__Direction__
Render the data below as a Markdown table with a Row column for the line number and a Line column for the text, omitting blank lines.

__Excerpted records__
══════════

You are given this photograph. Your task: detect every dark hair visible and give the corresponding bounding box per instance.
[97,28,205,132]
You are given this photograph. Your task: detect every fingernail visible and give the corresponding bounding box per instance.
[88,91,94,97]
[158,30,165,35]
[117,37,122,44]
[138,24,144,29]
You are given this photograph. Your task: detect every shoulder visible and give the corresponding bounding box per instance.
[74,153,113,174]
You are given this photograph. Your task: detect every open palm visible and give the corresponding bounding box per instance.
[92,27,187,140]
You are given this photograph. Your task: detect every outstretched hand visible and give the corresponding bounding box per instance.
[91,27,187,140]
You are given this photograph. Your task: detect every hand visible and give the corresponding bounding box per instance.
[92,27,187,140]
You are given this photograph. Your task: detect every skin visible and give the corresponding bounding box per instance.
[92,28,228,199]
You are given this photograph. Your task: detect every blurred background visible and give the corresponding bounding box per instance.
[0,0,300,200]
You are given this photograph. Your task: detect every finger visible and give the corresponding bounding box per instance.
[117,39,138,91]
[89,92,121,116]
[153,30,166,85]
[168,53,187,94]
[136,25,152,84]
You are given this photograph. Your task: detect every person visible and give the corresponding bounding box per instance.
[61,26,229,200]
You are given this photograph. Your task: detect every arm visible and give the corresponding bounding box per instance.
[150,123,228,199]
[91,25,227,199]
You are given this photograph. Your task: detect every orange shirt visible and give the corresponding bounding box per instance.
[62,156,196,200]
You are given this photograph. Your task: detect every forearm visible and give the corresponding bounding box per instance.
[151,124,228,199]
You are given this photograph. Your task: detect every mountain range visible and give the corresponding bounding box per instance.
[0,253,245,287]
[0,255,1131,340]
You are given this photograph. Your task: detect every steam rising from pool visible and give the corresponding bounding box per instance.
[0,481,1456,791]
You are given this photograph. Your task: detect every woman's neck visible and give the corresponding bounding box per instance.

══════════

__Exercise response__
| Row | Line |
|---|---|
| 1 | You are given this photograph. Your task: detect every dark hair visible and give the corresponding bounding box per instance. |
| 2 | [97,28,205,132] |
| 3 | You are given this photograph. Your task: detect every fingernail visible and give the corresponding bounding box per instance. |
| 4 | [88,91,94,97] |
| 5 | [158,30,165,35] |
| 6 | [117,37,122,44] |
| 7 | [138,24,144,29] |
| 8 | You are given this photograph. Your task: detect every shoulder visible and give the corresponding bounding box per instance. |
| 9 | [74,153,113,174] |
| 10 | You are given this photograph. Your task: detect every open palm visible and give the corresponding bounding box per instance. |
| 11 | [92,27,187,140] |
| 12 | You are given this photograph. Your task: detect every outstretched hand visible and give the corresponding bounding box per instance. |
| 13 | [91,27,187,140] |
| 14 | You are given this photograph. Your task: detect every hand visible and give the corresponding bounding box per instance. |
| 15 | [92,27,187,140] |
| 16 | You are given this photograph. Your task: detect every skin visible and give the corresponding bounding box per instance. |
| 17 | [92,28,228,199] |
| 18 | You are given this photograph. Your task: detect every blurred background visible and give the corresponding bounding box per instance. |
| 19 | [0,0,300,200] |
| 20 | You are given this photograph. Your task: detect every finger visible and give the corresponding bounding box per instance. |
| 21 | [117,39,138,91] |
| 22 | [89,92,121,116] |
| 23 | [153,30,166,85] |
| 24 | [168,53,187,94] |
| 25 | [136,25,152,84] |
| 26 | You are given this photograph. Your task: detect every person visible and give the corresponding bounding box per instance. |
| 27 | [61,26,229,200] |
| 28 | You are given this photograph. Your task: detect every arm visible and give the corresponding bounding box per instance. |
| 29 | [150,123,228,199] |
| 30 | [91,25,227,199] |
| 31 | You are given this photograph. Your task: detect every orange shirt visible and give the corresponding bounding box per instance. |
| 32 | [62,156,196,200] |
| 33 | You are given this photograph. Your task: detect every forearm visible and give the corresponding bounding box per instance. |
| 34 | [151,124,228,199] |
| 35 | You are given this photograph. Your task: detect every mountain range visible and give the corresponding bounding box per instance. |
| 36 | [0,253,245,287] |
| 37 | [0,255,1131,340] |
| 38 | You are given this photograph. Your task: detect every steam rising from pool visible and give the corresponding bounding box per instance. |
| 39 | [0,481,1456,791] |
| 40 | You are given this photograph. Your task: detect every woman's neck visible and give the corresponding bounding box per instance. |